GOAL OF THE EXERCISE: Lay out the part of the records below that opens with the line containing "Accessibility service: describe the location of arch" and closes with the line containing "[75,100,109,163]", both lines included, as a JSON list of strings with one string per line. Leave out blank lines and pictures.

SUPPLIED DATA:
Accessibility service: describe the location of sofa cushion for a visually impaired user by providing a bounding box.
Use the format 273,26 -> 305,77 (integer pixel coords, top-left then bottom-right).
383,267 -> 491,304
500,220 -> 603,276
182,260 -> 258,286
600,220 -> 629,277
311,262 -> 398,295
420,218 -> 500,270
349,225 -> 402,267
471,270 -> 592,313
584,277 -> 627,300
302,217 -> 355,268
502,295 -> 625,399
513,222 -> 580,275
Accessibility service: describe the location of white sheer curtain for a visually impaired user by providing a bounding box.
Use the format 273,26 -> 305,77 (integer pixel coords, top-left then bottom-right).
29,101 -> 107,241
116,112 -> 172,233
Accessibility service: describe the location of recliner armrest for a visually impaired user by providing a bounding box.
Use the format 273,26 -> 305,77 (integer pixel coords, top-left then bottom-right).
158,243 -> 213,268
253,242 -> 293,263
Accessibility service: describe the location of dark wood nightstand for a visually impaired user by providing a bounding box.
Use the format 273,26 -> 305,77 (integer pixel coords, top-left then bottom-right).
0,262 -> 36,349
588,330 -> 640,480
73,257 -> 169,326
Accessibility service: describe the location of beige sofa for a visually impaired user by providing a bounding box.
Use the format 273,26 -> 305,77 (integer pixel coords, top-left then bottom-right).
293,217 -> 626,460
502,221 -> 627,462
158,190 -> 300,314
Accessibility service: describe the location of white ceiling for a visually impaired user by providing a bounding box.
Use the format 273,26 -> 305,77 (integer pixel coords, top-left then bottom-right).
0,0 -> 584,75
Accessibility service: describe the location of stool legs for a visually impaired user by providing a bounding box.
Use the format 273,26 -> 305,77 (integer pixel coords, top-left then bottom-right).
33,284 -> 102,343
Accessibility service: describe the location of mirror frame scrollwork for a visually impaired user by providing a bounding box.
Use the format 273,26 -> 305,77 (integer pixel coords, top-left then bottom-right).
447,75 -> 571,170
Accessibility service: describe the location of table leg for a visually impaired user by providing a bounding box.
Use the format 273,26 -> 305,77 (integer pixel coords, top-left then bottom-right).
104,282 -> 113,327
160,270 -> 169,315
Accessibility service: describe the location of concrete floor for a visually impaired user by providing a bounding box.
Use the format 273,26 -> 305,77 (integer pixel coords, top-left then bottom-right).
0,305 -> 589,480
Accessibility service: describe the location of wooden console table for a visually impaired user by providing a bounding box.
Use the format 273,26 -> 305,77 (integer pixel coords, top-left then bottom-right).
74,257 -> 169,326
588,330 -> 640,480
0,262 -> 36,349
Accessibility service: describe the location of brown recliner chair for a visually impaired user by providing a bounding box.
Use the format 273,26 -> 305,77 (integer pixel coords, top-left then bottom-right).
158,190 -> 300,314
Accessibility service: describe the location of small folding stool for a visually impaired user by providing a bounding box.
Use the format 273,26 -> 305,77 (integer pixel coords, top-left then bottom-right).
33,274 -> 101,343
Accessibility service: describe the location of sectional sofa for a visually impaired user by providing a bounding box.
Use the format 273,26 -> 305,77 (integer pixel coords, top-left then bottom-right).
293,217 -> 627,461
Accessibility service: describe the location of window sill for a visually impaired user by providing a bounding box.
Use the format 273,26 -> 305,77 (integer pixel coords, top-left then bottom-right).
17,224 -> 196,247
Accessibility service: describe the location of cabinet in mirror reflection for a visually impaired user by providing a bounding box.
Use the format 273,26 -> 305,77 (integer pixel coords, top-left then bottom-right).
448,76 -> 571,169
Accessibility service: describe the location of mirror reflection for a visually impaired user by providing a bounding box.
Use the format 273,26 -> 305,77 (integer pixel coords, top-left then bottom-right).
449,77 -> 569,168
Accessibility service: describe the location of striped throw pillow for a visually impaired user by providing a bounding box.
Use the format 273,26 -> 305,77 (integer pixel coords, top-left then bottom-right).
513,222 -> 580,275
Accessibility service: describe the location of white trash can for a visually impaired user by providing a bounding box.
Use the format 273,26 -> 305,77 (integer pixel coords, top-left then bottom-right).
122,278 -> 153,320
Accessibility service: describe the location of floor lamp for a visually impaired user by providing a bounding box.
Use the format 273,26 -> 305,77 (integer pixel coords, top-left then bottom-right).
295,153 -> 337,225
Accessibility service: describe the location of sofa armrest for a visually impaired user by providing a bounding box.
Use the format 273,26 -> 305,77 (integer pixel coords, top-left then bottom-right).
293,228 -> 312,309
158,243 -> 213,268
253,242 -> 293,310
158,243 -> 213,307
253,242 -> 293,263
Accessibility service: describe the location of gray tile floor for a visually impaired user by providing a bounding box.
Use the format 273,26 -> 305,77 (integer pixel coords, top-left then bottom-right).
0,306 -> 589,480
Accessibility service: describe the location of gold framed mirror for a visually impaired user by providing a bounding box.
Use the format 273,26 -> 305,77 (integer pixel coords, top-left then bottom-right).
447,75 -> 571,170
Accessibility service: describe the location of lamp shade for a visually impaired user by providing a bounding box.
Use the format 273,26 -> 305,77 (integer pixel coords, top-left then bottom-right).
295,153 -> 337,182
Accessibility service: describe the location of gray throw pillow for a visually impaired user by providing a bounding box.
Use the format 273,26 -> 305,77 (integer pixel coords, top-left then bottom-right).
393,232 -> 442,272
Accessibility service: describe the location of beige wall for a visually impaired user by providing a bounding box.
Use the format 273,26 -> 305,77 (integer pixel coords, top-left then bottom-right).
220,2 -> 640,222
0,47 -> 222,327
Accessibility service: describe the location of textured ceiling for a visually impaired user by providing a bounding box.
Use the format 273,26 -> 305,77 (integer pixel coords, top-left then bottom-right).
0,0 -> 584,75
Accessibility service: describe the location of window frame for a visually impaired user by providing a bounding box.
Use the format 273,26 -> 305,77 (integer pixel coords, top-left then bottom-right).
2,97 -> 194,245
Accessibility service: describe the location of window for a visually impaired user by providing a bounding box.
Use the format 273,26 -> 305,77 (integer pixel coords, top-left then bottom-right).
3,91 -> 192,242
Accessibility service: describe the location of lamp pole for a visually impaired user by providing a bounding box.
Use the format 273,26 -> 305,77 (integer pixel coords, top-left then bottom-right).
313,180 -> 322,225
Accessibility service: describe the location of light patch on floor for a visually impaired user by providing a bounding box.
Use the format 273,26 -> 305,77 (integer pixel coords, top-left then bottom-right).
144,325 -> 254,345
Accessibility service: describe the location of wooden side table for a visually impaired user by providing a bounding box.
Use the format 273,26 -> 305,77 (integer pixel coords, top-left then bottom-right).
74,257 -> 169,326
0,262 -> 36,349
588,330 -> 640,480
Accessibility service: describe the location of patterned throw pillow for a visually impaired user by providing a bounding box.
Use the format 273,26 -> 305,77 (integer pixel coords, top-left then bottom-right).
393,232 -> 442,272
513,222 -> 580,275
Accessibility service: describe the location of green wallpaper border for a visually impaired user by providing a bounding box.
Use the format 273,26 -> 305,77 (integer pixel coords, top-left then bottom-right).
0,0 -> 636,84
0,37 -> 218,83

---

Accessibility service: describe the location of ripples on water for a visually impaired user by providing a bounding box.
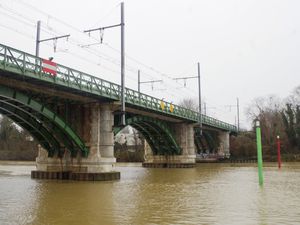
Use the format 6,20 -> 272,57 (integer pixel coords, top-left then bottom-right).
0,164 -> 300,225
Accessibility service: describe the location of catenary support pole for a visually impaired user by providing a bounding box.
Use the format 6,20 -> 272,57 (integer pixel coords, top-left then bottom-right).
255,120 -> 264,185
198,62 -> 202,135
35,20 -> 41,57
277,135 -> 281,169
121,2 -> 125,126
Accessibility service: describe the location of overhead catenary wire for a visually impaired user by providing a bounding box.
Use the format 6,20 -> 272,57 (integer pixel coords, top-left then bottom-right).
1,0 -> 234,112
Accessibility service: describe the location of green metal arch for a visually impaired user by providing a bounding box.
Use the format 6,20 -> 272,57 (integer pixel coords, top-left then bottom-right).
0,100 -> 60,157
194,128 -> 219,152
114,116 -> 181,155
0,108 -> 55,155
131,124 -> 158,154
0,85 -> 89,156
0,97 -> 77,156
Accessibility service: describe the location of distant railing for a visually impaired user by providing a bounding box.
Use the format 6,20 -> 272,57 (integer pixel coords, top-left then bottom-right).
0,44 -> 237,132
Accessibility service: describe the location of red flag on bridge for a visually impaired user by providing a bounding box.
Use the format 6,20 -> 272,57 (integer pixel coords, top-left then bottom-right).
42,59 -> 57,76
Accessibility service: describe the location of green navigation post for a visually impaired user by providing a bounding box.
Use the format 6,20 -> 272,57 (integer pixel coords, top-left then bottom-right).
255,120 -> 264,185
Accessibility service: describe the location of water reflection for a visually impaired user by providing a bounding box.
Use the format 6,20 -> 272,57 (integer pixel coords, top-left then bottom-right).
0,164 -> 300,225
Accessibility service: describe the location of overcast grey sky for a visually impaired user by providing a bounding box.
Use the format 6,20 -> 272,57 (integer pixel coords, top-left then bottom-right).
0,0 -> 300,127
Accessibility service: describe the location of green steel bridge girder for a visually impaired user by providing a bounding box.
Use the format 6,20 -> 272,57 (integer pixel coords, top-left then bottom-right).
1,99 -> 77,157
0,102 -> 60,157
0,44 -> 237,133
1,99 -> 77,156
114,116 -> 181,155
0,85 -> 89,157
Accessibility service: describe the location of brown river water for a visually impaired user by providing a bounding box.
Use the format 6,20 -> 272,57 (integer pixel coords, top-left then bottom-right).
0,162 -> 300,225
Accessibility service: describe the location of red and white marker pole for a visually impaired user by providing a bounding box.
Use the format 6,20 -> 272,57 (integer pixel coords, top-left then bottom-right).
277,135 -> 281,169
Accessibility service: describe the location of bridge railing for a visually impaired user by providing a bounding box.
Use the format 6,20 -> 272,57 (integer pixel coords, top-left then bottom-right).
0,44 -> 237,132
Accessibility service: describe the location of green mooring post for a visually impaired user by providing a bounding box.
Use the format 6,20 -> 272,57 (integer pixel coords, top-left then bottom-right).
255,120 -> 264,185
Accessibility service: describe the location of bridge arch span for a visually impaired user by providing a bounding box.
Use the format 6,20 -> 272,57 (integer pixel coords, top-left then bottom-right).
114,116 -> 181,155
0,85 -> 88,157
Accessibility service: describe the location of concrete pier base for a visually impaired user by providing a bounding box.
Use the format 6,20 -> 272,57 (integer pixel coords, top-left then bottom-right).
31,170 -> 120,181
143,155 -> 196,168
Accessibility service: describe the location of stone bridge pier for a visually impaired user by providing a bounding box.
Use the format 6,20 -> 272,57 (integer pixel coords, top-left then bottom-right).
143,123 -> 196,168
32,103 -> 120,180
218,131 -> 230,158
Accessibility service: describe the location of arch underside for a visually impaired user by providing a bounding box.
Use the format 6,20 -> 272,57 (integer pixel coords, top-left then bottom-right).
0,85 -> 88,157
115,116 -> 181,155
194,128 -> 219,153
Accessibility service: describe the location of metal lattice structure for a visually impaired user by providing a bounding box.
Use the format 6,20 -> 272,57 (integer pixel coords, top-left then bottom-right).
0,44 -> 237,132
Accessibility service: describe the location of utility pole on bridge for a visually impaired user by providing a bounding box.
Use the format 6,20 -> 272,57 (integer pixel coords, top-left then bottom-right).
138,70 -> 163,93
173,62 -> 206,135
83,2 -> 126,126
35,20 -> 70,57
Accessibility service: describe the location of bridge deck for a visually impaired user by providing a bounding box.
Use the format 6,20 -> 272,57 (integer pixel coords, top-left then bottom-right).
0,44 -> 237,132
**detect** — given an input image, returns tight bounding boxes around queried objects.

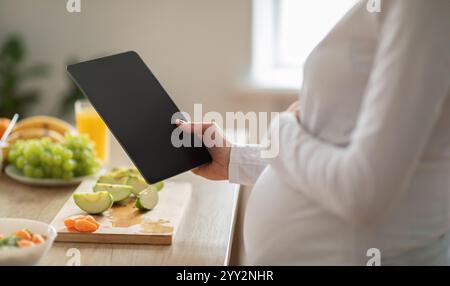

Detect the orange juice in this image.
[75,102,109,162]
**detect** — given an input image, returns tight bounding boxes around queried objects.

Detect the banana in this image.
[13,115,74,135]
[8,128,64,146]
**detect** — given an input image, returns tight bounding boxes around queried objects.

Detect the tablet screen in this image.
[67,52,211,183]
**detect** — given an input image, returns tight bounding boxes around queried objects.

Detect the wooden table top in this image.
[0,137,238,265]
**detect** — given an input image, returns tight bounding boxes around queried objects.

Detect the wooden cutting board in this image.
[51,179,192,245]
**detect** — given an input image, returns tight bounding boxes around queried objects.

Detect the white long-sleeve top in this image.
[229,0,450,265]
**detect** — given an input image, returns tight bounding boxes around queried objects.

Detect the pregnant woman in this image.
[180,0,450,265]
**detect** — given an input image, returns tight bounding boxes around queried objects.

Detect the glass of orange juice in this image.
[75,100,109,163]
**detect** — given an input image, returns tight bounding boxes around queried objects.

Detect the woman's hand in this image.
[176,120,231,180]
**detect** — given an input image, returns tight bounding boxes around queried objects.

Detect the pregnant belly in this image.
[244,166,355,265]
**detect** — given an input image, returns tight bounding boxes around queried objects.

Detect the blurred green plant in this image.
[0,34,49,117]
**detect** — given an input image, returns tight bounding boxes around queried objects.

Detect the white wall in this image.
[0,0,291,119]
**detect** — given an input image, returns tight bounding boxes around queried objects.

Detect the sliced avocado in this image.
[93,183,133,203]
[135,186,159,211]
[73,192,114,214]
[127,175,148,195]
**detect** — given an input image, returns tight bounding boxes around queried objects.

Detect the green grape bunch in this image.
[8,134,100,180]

* * *

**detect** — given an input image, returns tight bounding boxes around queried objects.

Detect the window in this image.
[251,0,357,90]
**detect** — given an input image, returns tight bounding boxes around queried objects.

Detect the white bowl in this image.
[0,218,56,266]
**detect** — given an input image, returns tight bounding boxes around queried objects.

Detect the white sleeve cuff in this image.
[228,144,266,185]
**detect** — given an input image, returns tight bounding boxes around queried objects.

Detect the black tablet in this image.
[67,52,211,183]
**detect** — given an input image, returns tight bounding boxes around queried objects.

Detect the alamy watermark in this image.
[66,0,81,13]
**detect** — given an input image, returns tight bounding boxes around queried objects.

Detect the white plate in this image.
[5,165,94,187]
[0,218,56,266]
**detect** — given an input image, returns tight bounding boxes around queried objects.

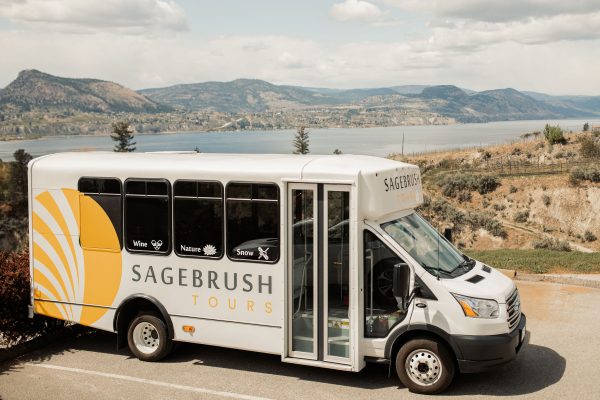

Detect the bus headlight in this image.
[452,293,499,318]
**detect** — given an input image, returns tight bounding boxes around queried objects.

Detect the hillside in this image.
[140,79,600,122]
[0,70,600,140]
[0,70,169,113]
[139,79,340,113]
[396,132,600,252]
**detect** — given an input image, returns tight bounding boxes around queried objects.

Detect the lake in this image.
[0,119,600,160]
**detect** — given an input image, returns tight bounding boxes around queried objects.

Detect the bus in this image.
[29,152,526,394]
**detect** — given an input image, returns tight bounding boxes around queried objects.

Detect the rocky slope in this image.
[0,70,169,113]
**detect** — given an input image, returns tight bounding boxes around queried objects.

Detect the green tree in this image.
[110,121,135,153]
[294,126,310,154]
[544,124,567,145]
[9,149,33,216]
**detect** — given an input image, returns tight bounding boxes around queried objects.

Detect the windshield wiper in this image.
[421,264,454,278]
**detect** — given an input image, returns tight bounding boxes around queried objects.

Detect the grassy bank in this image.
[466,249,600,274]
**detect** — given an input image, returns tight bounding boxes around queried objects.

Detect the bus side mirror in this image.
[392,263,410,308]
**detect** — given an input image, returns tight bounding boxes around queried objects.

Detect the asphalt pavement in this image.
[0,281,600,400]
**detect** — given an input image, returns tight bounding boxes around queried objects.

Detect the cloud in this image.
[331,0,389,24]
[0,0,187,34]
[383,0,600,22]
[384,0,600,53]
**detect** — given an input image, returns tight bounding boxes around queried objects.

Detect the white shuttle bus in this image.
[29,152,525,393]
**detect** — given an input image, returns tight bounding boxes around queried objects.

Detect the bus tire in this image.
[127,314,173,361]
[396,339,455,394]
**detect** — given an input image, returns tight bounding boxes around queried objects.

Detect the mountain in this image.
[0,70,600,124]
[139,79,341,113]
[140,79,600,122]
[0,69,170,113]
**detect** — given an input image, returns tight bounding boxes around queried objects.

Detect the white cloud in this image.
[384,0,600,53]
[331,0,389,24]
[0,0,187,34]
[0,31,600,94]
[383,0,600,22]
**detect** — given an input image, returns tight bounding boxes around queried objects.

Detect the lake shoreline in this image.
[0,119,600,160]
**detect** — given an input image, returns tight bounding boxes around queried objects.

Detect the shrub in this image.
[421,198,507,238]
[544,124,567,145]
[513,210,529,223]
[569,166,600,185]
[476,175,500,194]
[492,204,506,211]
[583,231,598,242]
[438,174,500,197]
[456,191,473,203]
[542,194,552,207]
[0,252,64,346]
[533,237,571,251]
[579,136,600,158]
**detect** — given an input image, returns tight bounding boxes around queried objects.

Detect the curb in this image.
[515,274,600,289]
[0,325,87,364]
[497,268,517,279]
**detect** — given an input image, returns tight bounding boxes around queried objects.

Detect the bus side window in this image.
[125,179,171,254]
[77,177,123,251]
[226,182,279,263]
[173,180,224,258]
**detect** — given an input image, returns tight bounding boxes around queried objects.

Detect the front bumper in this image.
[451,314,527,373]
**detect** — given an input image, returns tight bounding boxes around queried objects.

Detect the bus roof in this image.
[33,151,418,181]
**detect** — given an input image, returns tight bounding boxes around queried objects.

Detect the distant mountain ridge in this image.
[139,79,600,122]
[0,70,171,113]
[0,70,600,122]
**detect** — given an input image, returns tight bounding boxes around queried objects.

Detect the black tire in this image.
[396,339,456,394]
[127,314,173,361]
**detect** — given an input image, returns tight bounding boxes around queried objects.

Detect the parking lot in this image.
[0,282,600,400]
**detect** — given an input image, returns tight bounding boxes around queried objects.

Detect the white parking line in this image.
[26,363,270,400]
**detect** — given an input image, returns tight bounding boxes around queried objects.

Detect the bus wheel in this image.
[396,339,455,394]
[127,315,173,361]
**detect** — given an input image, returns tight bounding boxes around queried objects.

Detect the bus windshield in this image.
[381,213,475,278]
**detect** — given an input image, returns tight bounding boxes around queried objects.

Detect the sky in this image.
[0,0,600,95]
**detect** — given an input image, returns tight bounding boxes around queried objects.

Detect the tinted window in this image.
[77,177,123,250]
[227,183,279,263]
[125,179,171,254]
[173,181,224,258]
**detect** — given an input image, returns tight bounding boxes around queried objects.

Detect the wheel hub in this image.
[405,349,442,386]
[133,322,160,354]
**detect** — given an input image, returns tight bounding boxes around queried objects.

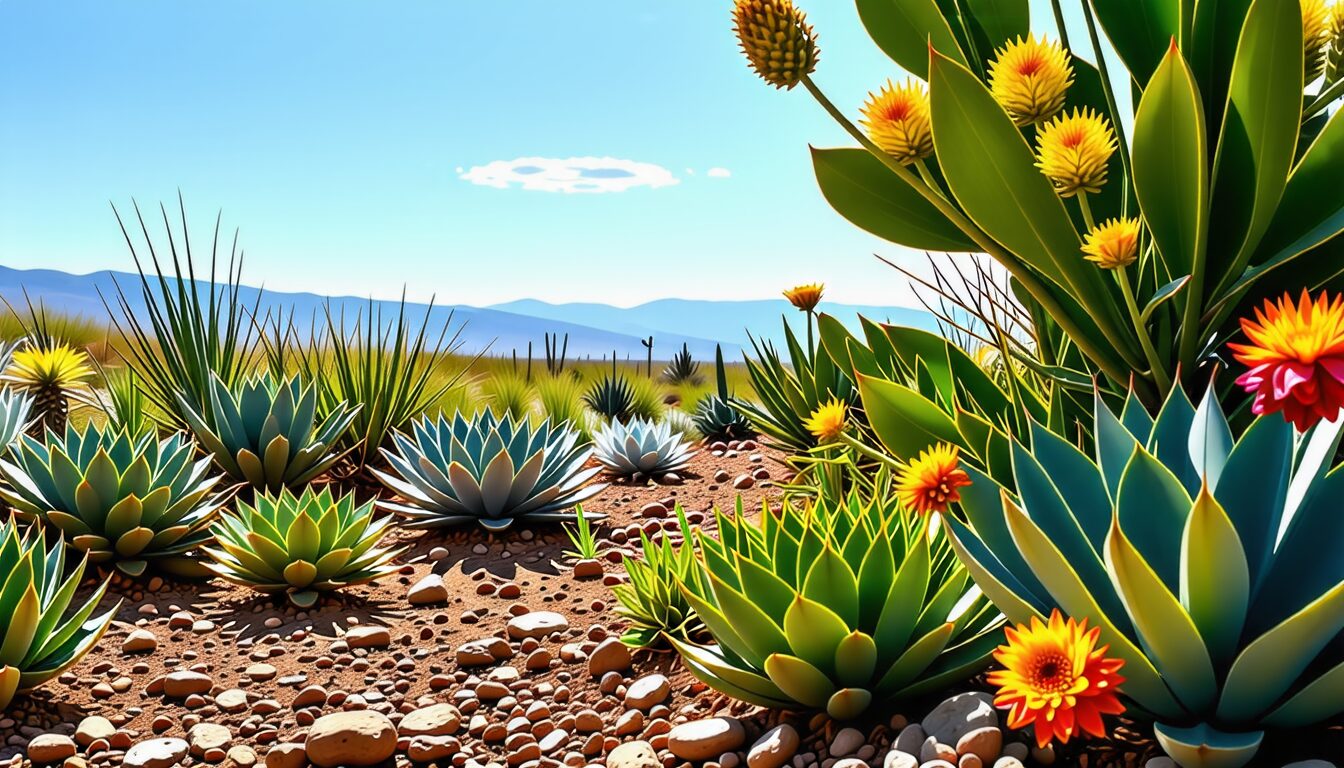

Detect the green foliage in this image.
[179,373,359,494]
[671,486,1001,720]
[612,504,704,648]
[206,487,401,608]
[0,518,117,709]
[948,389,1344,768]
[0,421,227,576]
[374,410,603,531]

ANSWER TO THE TASK:
[
  "Accessibility service: describe the location of arch underside for a visually impaired user by providing a bounding box.",
  "Use the format 6,20 -> 272,57 (integer pixel coords, top-left then bottom-right).",
  "0,85 -> 88,157",
  "115,116 -> 181,155",
  "194,128 -> 219,153",
  "Accessibility service: describe the location of metal lattice structure for a visually impaired user by providing a bounding box.",
  "Use the format 6,20 -> 272,57 (integer pixel coords, top-left then bottom-right).",
  "0,44 -> 237,132",
  "Accessibility service: describe the location of utility pole on bridge for a visually impaired user by providing a bounding box.",
  "Use the format 6,20 -> 272,57 (integer pixel coords, top-left then bottom-right).",
  "138,70 -> 163,93",
  "173,62 -> 206,135",
  "83,2 -> 126,126",
  "35,20 -> 70,57",
  "Accessibility service: describe the location of bridge deck for a visually impaired user by providing a bounding box.",
  "Use the format 6,20 -> 272,57 (integer pixel coords, top-left then bottom-right).",
  "0,44 -> 237,132",
  "**detect** — given an input image, returns tight bounding boxes around queried objects.",
  "Detect the orange juice in this image.",
  "[75,102,109,162]",
  "**detect** — given an input image, returns tight bounding boxes around queried objects.",
  "Detect the banana in this image.",
  "[13,115,74,135]",
  "[8,128,64,146]",
  "**detect** — given an input image, returns tight bounding boxes around queried objects.",
  "Detect the tablet screen in this image.",
  "[67,52,211,183]",
  "**detect** — given an input image, returns tight bounding boxes around queried objects.",
  "Detect the wooden table top in this image.",
  "[0,137,238,265]",
  "**detect** — given an input image, returns tight bounding boxes around queried objects.",
  "Detect the wooden cutting board in this image.",
  "[51,179,192,245]",
  "**detect** — given an input image, returns tight bounding boxes around queried objects.",
  "Detect the white long-sleeve top in this image.",
  "[229,0,450,265]",
  "**detect** — given an input image, returns tight bounding boxes around queried objects.",
  "Detect the pregnant woman in this image.",
  "[180,0,450,265]",
  "**detect** — given an input image, returns tight bounding boxes around queried objects.",
  "Detect the glass of orange juice in this image.",
  "[75,100,109,163]"
]